Text for analysis:
Clinical parameters were collected for demographic and laboratory findings at the time of initial diagnosis. The primary outcome was remission defined as either a CR or a PR. CR was defined as a UPCR less than 0.2 g/g Cr [41]. PR was defined as a reduction in UPCR by less than 3.5 g/g Cr or more than 50% from the baseline with stable renal function [42]. Patients with neither of these remissions were defined as non-responders. Renal progression was defined as a decrease in baseline eGFR by more than 30%. Hypertension was defined as a blood pressure of greater than 140 mmHg systolic, greater than 90 mmHg diastolic, or the use of antihypertensive drugs.

Supplied material:
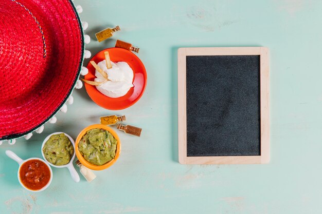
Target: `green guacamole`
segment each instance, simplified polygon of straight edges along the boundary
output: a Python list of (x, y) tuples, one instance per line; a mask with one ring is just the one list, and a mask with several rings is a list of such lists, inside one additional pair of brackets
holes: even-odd
[(43, 152), (51, 164), (61, 166), (69, 163), (74, 154), (74, 146), (64, 133), (53, 134), (45, 143)]
[(109, 131), (95, 128), (86, 132), (78, 143), (78, 150), (87, 161), (101, 166), (114, 158), (117, 144)]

Required actions:
1: List every term or outcome that the passage on remission definitions states a definition for.
2: Write the next part of the passage on remission definitions, picking up after its sentence about hypertension.

Answers for each item:
1: remission, complete remission (CR), partial remission (PR), non-responders, renal progression, hypertension

2:
Histopathological Analysis

The pathological findings were interpreted by an experienced pathologist. Each case was classified from stage I to IV according to the Ehrenreich and Churg system [43]. On light microscopy, glomerular sclerosis was scored as the proportion of glomerular sclerosis as follows: 0, no sclerosis; 1, slight or <25% sclerosis; 2, mild or 25–49% sclerosis; or 3, moderate to severe or >50% sclerosis. The degree of tubular atrophy, interstitial fibrosis, and interstitial inflammation was defined as a score of 0 (normal), 1 (slight), 2 (mild), or 3 (moderate to severe) by using semi-quantitative methods [42].

Measurement of TNFRs

The levels of cTNFR1 and cTNFR2 were determined by performing enzyme-linked immunosorbent assay (ELISA; R&D Systems, Minneapolis, MN, USA) according to the manufacturer’s instructions. The samples were subjected to a duplicate and blind testing. Absorbance was detected with an ELISA reader at 450 nm.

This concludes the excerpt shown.